Mohamed Kamal: ‘Dat is inderdaad een werk van lange adem. Wij zijn één van de oudste en grootste internationale organisaties die actief zijn in Soedan. We werken al sinds 1977 in het land, dus intussen bijna 50 jaar. Momenteel hebben we zo’n 300 medewerkers. 25 van hen werken net als ik in Port Sudan, in het oosten van het land. Dat is nu ons tijdelijke kantoor, omdat ons hoofdkantoor in Khartoum volledig is geplunderd. We keren pas terug zodra de minimale veiligheidsnormen zijn gegarandeerd.’
‘We werken samen met meer dan 35 lokale en nationale partners. Door samen te werken, ontstaat een rimpeleffect waarmee we veel meer bereiken dan onze eigen medewerkers alleen ooit zouden kunnen.’
Geef eens wat concrete voorbeelden van wat jullie doen om het leven van kinderen in Soedan te verbeteren.
Mohamed Kamal: ‘We voeren verschillende projecten uit om meisjes en vrouwen toegang te geven tot seksuele en reproductieve gezondheidszorg. Daarnaast bieden we onderwijs via tijdelijke leerruimtes, zorgen we voor schoon drinkwater en waterpunten om cholera te voorkomen en delen we voedsel uit. Want nog een belangrijke reden waarom kinderen en meisjes stoppen met school, is honger. Ze zijn ondervoed en voelen zich daardoor zwak.’
‘Samen met lokale partners werken we hard om ook de meest afgelegen gebieden te bereiken. Tegelijkertijd zetten we ons diplomatiek in om te benadrukken dat hulpverleners bescherming verdienen en nooit een doelwit mogen zijn. We roepen onze internationale partners op om hun inspanningen te versterken en te blijven werken aan een einde van deze verschrikkelijke oorlog.’

Meer dan een miljoen intern ontheemden zijn naar de staat Gedaref gevlucht om te ontsnappen aan het conflict in andere delen van Soedan. Daardoor staat de onderwijsinfrastructuur onder druk.
© Plan International
Dankbare prooi
Wat zijn de langetermijneffecten voor kinderen die in zo’n vreselijke situatie opgroeien?
Mohamed Kamal: ‘Elke dag dat de oorlog voortduurt, verliezen we tien jaar. Als er niet snel een einde komt aan het geweld, kun je dus spreken van een verloren generatie. Vergis je niet: we hebben het over miljoenen kinderen die ons in de toekomst verantwoordelijk zullen houden. Waarom hebben jullie ons in de steek gelaten? Deze kinderen zullen niet alleen zonder vertrouwen en hoop opgroeien, maar zullen ook volledig getraumatiseerd zijn.’
Komen zij door dat kwetsbare profiel ook in het vizier van radicale groeperingen?
Mohamed Kamal: ‘De kans dat ze zich aansluiten zulke groeperingen is volgens mij zeer groot. Het gaat om kinderen die soms een week lang niets te eten krijgen en radeloos zijn. Om meisjes die te maken hebben met seksueel en gendergerelateerd geweld − wat een onderzoekscommissie van de VN overigens heeft bevestigd. Zelfs als we deze kinderen en jongeren van voedsel voorzien, kunnen we door de beperkte middelen en financiering niet iedereen bereiken. Maar ze zijn absoluut een dankbare prooi voor radicale groepen.’
Als ze al niet gerekruteerd zijn door een van de strijdende partijen?

Fragment uit dataset:
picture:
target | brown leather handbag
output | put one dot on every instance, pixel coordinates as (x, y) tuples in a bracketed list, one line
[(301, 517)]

Wat gevraagd wordt: Sinds welk jaar werkt de organisatie volgens het interview over Soedan in dat land?

Oplossing opdracht: Sinds 1977.